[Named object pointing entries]

◆ ◆ ◆ ◆

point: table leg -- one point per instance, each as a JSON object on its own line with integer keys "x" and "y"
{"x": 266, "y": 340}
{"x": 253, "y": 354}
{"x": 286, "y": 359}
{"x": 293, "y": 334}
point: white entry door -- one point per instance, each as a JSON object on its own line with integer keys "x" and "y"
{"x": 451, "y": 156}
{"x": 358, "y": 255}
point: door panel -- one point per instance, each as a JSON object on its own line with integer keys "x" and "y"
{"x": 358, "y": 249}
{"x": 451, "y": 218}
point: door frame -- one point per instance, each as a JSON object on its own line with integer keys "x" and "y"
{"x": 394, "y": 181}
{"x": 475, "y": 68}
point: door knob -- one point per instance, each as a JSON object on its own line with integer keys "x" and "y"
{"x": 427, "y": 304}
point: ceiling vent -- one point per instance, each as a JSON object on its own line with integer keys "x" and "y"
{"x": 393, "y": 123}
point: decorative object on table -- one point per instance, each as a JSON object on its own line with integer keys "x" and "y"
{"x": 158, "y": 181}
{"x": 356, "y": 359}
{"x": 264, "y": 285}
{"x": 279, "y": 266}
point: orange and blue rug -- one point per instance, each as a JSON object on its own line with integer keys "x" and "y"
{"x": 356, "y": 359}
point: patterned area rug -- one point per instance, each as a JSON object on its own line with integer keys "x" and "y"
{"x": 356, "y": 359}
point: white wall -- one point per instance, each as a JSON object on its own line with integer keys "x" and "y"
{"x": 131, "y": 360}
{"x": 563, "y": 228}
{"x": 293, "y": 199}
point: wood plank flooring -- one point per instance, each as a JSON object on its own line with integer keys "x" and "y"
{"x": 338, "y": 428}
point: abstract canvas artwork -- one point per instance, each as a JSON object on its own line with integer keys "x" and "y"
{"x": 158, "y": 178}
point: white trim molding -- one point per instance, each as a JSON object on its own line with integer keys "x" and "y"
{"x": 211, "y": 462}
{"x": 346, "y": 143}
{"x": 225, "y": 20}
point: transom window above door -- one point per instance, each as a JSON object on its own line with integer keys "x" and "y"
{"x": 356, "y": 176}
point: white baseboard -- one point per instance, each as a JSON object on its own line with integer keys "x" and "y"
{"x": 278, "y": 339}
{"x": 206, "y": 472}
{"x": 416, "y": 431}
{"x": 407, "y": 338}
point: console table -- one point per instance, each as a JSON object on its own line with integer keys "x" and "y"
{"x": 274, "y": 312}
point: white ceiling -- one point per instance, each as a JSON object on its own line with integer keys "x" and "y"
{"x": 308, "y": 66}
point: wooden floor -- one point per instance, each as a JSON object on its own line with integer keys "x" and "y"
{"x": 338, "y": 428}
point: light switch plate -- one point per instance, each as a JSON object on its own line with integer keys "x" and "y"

◆ ◆ ◆ ◆

Copy each line exactly, from the line containing "point: abstract canvas" down to the last line of the material, and no other lines.

* _OUTPUT OF THE TASK_:
point: abstract canvas artwork -- one point per instance, each as a JSON object on its own line with integer keys "x" and "y"
{"x": 158, "y": 178}
point: white trim molding -- one point per instance, each as a JSON object on its own line with integer keys "x" and "y"
{"x": 211, "y": 462}
{"x": 346, "y": 143}
{"x": 225, "y": 20}
point: transom window above door -- one point per instance, each as a JSON object on its own line with integer keys "x" and "y"
{"x": 356, "y": 176}
point: white baseboard -- one point per instance, each as a JSON object on its own line with integer keys "x" and "y"
{"x": 278, "y": 339}
{"x": 206, "y": 472}
{"x": 416, "y": 431}
{"x": 407, "y": 338}
point: console table -- one point per instance, each as a JSON object on its own line with integer keys "x" and "y"
{"x": 274, "y": 312}
point: white ceiling -- one point per instance, each as a JSON object on its own line with integer keys "x" and "y"
{"x": 308, "y": 66}
point: wooden floor -- one point per instance, each as a JSON object on its own line with integer keys "x" and "y"
{"x": 338, "y": 428}
point: light switch plate -- one point per instance, each as a JSON object on its own line with integer keys "x" and "y"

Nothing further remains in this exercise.